Stated problem:
Copy out every line of the items below word for word, leaving out the pictures.

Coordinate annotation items
▼

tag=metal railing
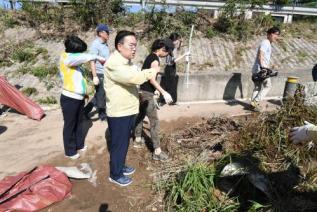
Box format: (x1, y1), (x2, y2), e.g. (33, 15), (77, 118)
(3, 0), (317, 16)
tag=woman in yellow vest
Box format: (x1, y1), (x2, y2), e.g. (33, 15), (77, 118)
(59, 36), (106, 159)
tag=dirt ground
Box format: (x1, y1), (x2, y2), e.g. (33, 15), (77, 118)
(0, 101), (276, 211)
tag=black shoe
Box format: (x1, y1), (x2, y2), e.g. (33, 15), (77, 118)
(84, 112), (90, 120)
(99, 112), (107, 121)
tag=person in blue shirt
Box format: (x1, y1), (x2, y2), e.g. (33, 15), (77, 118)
(85, 24), (111, 121)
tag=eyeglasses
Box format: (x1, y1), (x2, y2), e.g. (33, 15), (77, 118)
(122, 43), (137, 50)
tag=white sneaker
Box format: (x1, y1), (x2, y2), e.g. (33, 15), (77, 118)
(78, 145), (88, 152)
(66, 153), (80, 160)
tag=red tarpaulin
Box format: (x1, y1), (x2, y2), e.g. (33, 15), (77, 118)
(0, 76), (44, 120)
(0, 165), (72, 211)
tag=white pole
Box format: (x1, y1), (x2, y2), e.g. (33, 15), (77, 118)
(185, 25), (194, 88)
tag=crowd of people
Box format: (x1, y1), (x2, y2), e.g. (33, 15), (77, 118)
(60, 24), (315, 186)
(60, 24), (190, 186)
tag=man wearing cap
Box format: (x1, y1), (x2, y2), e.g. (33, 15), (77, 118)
(84, 24), (111, 121)
(251, 27), (280, 111)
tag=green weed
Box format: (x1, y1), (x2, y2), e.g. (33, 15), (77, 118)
(166, 163), (238, 212)
(21, 87), (39, 96)
(17, 65), (58, 79)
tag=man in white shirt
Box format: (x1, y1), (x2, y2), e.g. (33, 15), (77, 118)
(251, 27), (280, 109)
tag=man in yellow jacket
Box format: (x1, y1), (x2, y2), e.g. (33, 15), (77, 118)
(104, 31), (159, 186)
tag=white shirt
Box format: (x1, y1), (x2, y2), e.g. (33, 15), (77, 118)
(252, 39), (272, 73)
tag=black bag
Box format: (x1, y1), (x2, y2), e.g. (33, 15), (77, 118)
(252, 67), (278, 82)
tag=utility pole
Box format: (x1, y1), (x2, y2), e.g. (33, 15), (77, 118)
(9, 0), (16, 10)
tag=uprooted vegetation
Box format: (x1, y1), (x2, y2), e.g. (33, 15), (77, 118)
(154, 97), (317, 211)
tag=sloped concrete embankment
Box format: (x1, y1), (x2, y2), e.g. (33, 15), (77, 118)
(177, 70), (317, 102)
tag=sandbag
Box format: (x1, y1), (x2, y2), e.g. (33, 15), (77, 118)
(0, 165), (72, 211)
(0, 76), (44, 120)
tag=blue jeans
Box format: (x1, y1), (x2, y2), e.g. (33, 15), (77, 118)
(60, 94), (85, 156)
(107, 115), (135, 180)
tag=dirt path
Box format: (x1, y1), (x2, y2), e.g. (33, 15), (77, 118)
(0, 102), (275, 211)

▲

Exercise output:
tag=metal railing
Box format: (x1, y1), (x2, y2), e.g. (33, 15), (77, 118)
(3, 0), (317, 16)
tag=woman in yellow vest
Box format: (x1, y1), (x2, y2), e.g. (33, 15), (77, 118)
(59, 36), (106, 159)
tag=dirt ground
Box format: (x1, y1), (x2, y2), e.g. (33, 15), (77, 118)
(0, 101), (276, 211)
tag=black shoe
Box format: (x1, y1), (x2, y2), e.g. (33, 15), (77, 118)
(84, 112), (90, 120)
(99, 112), (107, 121)
tag=person in blue shirt
Box format: (x1, y1), (x2, y2), e.g. (33, 15), (77, 118)
(85, 24), (111, 121)
tag=eyeglasses
Box format: (x1, y1), (x2, y2), e.g. (33, 15), (77, 118)
(122, 43), (137, 50)
tag=white sneaker
Box format: (x1, y1), (x2, y2), e.g. (33, 15), (77, 118)
(78, 145), (88, 152)
(66, 153), (80, 160)
tag=red tarpaulin
Box format: (x1, y1), (x2, y2), e.g. (33, 15), (77, 118)
(0, 76), (44, 120)
(0, 165), (72, 211)
tag=white pole
Box format: (x1, y1), (x2, y2), e.g. (33, 15), (77, 118)
(185, 25), (194, 88)
tag=crowd of people
Box format: (x1, y1), (x2, y2), e.g. (33, 15), (77, 118)
(60, 24), (315, 186)
(60, 24), (190, 186)
tag=man wearing cap
Box format: (x1, y1), (x2, y2), e.g. (33, 15), (77, 118)
(84, 24), (111, 121)
(251, 27), (280, 111)
tag=green weed
Box format: (x1, y1), (x2, y2), e.g. (33, 15), (77, 118)
(166, 163), (238, 212)
(21, 87), (39, 96)
(17, 65), (58, 79)
tag=man in white shirt
Box format: (x1, y1), (x2, y2), e.g. (33, 15), (77, 118)
(251, 27), (280, 109)
tag=man in yellow jacket
Box format: (x1, y1), (x2, y2), e.g. (33, 15), (77, 118)
(104, 31), (159, 186)
tag=white shirt
Box format: (x1, y1), (x2, y2), e.g. (33, 15), (77, 118)
(252, 39), (272, 73)
tag=black bag
Box format: (x1, y1), (x2, y2), e.g. (33, 15), (77, 118)
(252, 67), (278, 82)
tag=utility pole
Box format: (x1, y1), (x2, y2), e.g. (33, 15), (77, 118)
(9, 0), (16, 10)
tag=uprooted vegetation
Box format: (x1, y1), (x2, y2), e.g. (33, 15), (77, 118)
(154, 97), (317, 211)
tag=sloped concrete embankment
Box format: (x1, y1), (x2, y2), e.g. (33, 15), (77, 118)
(177, 70), (317, 102)
tag=sandbag
Box format: (x1, y1), (x2, y2), e.g. (33, 15), (77, 118)
(0, 165), (72, 211)
(0, 76), (44, 120)
tag=blue jeans
Box format: (x1, y1), (x2, y2), e.g. (33, 15), (77, 118)
(60, 94), (85, 156)
(107, 115), (135, 180)
tag=dirt path
Box format: (x1, y1), (x2, y2), e.g. (33, 15), (77, 118)
(0, 102), (275, 211)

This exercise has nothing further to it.